• Exercise details
The output should consist solely of the line containing "Exercise. Point out the tortoise in" and the lines that follow it through the end of the data below.

• Data section
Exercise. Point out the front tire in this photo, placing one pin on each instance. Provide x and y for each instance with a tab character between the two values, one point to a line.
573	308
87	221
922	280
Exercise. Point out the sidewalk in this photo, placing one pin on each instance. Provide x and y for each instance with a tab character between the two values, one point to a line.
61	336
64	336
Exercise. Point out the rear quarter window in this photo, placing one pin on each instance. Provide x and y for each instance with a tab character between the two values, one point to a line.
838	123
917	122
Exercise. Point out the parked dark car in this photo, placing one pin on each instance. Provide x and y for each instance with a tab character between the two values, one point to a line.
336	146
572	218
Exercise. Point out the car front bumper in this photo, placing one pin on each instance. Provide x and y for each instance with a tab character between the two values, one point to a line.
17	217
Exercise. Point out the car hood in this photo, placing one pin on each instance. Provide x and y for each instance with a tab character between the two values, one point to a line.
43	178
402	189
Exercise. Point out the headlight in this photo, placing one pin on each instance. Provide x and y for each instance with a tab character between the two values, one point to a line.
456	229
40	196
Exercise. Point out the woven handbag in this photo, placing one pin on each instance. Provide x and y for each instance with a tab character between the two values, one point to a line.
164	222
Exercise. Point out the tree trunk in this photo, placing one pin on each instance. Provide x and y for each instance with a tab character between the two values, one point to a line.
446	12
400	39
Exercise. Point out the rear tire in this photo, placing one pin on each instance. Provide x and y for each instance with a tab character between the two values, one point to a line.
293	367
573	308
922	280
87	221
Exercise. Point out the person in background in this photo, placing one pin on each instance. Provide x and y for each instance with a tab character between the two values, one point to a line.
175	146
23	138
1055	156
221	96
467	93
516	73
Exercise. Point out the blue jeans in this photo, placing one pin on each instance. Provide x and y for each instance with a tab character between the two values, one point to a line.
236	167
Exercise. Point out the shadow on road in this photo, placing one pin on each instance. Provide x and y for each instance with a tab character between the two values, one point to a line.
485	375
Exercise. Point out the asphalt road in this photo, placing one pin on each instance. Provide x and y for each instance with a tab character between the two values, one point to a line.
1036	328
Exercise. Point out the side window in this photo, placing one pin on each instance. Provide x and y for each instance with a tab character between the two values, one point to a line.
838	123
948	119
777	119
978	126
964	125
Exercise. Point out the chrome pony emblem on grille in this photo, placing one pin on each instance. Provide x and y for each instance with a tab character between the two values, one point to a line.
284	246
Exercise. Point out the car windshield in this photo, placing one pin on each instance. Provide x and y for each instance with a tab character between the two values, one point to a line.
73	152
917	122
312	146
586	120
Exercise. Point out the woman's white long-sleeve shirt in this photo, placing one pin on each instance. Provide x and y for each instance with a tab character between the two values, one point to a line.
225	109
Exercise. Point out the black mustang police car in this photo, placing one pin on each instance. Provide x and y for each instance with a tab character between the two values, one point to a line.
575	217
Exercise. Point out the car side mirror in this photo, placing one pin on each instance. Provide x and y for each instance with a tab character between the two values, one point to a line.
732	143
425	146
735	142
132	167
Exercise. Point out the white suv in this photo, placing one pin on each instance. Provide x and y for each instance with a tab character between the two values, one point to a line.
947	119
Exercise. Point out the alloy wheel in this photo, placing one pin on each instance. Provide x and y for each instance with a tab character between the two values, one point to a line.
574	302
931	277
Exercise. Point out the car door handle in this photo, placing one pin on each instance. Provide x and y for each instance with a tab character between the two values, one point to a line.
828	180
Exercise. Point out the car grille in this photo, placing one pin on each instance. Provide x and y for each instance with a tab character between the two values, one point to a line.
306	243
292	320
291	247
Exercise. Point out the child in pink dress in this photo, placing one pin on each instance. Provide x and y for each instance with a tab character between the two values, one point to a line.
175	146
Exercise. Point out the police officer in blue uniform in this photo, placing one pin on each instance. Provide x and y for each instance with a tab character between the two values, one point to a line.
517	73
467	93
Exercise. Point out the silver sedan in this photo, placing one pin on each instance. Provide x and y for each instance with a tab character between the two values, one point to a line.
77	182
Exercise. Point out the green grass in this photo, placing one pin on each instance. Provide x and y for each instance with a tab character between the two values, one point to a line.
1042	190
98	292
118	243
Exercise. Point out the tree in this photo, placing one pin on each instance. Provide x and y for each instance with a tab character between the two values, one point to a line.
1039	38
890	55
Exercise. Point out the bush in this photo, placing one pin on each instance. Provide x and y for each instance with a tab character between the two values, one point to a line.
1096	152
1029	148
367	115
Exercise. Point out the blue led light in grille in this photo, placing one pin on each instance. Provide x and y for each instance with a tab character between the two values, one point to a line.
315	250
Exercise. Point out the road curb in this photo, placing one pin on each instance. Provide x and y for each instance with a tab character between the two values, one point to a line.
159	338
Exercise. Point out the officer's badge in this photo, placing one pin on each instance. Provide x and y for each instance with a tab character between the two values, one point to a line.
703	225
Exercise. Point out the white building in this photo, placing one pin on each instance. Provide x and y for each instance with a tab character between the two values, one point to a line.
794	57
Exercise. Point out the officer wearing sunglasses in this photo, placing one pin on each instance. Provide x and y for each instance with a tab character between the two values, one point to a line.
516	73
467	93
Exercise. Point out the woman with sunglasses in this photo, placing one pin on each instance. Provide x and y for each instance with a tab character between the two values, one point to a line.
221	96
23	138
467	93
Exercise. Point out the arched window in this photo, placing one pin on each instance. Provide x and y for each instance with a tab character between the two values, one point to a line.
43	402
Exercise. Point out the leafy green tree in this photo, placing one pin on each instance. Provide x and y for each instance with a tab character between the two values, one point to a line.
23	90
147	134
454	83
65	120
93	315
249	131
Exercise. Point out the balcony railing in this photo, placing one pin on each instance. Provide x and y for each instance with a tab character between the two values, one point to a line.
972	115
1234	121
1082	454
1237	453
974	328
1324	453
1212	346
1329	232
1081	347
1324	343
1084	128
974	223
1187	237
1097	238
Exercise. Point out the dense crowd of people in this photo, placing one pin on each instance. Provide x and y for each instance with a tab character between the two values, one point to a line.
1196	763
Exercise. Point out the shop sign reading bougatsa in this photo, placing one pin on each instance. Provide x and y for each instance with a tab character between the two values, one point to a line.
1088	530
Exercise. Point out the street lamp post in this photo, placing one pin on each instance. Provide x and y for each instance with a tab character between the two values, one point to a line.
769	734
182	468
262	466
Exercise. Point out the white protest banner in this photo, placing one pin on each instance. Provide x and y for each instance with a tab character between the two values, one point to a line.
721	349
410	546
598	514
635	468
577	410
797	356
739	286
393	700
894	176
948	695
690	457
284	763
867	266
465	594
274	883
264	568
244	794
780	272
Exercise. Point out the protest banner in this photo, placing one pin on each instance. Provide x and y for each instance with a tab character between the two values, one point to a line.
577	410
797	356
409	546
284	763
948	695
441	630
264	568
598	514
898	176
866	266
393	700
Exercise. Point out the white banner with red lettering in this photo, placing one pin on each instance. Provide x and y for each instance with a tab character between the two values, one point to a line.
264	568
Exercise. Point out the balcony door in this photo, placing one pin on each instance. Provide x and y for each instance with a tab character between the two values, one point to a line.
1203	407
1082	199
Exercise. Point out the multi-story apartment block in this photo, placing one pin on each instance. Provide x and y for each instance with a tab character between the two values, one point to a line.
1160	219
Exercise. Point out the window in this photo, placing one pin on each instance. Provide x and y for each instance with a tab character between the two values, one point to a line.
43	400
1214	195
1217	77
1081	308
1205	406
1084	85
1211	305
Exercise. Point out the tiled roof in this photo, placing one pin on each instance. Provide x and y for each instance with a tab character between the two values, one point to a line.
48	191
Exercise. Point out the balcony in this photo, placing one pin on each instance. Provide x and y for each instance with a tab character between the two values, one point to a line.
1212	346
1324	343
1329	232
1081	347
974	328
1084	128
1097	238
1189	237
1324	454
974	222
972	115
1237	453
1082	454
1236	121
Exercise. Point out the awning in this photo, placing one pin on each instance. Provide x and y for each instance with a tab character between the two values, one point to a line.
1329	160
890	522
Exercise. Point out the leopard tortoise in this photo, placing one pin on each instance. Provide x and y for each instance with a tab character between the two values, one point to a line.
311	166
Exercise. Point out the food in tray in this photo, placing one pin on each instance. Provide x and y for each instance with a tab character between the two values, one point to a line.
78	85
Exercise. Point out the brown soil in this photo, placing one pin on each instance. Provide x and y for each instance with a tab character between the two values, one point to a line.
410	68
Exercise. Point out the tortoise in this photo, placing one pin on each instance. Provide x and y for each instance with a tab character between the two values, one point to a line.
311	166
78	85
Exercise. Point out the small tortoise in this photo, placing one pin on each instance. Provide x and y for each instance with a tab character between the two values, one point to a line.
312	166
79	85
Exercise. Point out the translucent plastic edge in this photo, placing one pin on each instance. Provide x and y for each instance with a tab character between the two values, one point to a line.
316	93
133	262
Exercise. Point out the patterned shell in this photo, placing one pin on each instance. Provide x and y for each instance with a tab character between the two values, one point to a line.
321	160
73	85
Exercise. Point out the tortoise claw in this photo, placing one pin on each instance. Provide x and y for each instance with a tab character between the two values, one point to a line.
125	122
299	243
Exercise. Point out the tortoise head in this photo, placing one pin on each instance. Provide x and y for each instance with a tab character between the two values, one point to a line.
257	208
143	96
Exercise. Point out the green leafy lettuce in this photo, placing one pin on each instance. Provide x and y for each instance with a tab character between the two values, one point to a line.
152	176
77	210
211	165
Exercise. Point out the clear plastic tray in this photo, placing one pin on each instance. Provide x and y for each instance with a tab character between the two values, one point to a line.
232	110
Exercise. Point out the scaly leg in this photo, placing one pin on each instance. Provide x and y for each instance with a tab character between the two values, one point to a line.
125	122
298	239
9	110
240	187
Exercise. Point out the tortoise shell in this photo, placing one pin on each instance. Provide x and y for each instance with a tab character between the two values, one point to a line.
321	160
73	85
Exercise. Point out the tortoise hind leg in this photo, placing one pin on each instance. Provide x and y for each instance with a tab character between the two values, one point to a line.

• Answer below
Exercise. Point out the tortoise in this photo, placing one pin on each instance. Provide x and y for each instance with a tab character between the two values, one point to a line.
311	166
78	85
Exercise. Point out the small tortoise in this photo, placing one pin on each instance. Provide x and y for each instance with a tab character between the two values, one point to a line.
312	166
79	85
Exercise. Point out the translucent plastic edge in this photo, placing one pin on each instance. Provide x and y for each instance with a tab character between the two values, one point to a line.
316	93
133	262
Exercise. Point out the patterned shell in this photo, placing one pin on each instance. Provide x and y for each instance with a tab character between the two values, one point to a line.
321	160
73	85
Exercise. Point out the tortoise claw in this photo, placing one pin on each instance. Provide x and y for each instance with a tab character between the two values, one point to a line.
125	122
299	243
Exercise. Point out the tortoise head in this photo, placing one pin on each instance. Provide x and y for each instance with a tab character between the two values, one point to a line.
257	208
143	96
Exercise. Point out the green leafy lettuce in this photo, placing one pin on each instance. Provide x and y for each instance with a tab character between the two values, one point to a line.
152	176
77	210
211	165
Exercise. Point out the clear plastic tray in this photo, placing one pin on each instance. Provide x and y for each instance with a tab character between the two values, one point to a line.
232	110
Exercise. Point out the scaly leg in this photo, placing one pin on each instance. Provide x and y for each instance with a tab character between the two values, one point to a line.
125	122
298	239
9	110
240	187
Exercise. Point out the tortoise shell in this photo, placing one pin on each instance. Provide x and y for each instance with a tab character between the two values, one point to a line.
321	160
73	85
Exercise. Point out the tortoise hind leg in this photo, placing one pin on each instance. Provide x and y for each instance with a tab character between the two values, one point to a line.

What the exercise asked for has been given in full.